Copy every line of the records below, requests included, and shift each point coordinate in the answers by -11.
## begin Supplied information
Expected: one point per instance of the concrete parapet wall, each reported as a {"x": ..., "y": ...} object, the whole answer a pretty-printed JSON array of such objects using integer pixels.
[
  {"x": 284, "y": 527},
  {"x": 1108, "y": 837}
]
## end Supplied information
Reply ->
Expected: one point per instance of the concrete parapet wall, each reported as a {"x": ..., "y": ...} object, the whole answer a pretty-printed JSON array of such objects using integer pixels.
[
  {"x": 273, "y": 516},
  {"x": 1097, "y": 826}
]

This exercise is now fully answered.